> **Action item**
Would you copy out each line of the records below that includes the word "white"?
[Opening Data listing section]
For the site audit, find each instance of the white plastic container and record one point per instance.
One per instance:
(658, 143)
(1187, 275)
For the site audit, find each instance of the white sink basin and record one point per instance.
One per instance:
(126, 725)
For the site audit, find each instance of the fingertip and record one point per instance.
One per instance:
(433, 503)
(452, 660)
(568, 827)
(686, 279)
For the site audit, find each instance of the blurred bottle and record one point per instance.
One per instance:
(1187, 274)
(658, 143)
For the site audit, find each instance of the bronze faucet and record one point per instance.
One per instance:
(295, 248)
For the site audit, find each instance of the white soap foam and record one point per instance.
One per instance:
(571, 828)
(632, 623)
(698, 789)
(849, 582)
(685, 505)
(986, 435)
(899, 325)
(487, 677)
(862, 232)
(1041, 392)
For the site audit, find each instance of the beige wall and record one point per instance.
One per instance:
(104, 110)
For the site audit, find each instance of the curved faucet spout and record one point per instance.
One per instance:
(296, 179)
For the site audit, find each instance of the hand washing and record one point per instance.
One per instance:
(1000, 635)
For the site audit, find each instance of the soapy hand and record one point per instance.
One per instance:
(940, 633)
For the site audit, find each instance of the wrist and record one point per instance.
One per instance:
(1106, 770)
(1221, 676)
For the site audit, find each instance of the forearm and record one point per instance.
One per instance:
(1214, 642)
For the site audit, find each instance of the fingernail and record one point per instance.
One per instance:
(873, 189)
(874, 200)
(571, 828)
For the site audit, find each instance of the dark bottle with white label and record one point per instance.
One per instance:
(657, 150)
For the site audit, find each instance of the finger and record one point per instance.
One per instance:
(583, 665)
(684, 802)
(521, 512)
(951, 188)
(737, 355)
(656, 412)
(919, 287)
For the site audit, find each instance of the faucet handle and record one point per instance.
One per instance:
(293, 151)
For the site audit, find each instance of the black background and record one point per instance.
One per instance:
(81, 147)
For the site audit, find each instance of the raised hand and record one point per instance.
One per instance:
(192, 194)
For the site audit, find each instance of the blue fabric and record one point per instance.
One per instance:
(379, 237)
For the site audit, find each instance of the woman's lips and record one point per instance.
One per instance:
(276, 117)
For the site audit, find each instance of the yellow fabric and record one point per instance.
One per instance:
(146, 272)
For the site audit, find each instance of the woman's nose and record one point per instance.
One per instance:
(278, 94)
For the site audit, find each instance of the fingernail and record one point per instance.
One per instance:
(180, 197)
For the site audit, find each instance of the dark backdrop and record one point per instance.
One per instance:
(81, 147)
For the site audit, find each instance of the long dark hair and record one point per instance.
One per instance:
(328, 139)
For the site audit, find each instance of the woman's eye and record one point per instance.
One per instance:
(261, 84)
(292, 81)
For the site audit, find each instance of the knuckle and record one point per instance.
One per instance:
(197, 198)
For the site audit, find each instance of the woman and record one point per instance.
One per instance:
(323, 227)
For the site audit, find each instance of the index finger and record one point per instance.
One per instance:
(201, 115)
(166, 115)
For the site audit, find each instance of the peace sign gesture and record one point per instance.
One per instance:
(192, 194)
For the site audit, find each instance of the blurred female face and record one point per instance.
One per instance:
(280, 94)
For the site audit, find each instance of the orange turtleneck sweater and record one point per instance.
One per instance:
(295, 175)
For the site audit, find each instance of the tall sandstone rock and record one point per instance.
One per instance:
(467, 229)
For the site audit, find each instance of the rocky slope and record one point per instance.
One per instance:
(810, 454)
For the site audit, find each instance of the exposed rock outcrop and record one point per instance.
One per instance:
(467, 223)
[Closing Data listing section]
> **Solved exercise**
For the site audit, find each instance of the white plastic container and record one point per instance.
For the site audit, find each instance of the white sink basin and record one point per instance.
For the site audit, find each instance of the white soap foam and record one point per instance.
For the site audit, find each instance of the dark bottle with white label and record one point per instance.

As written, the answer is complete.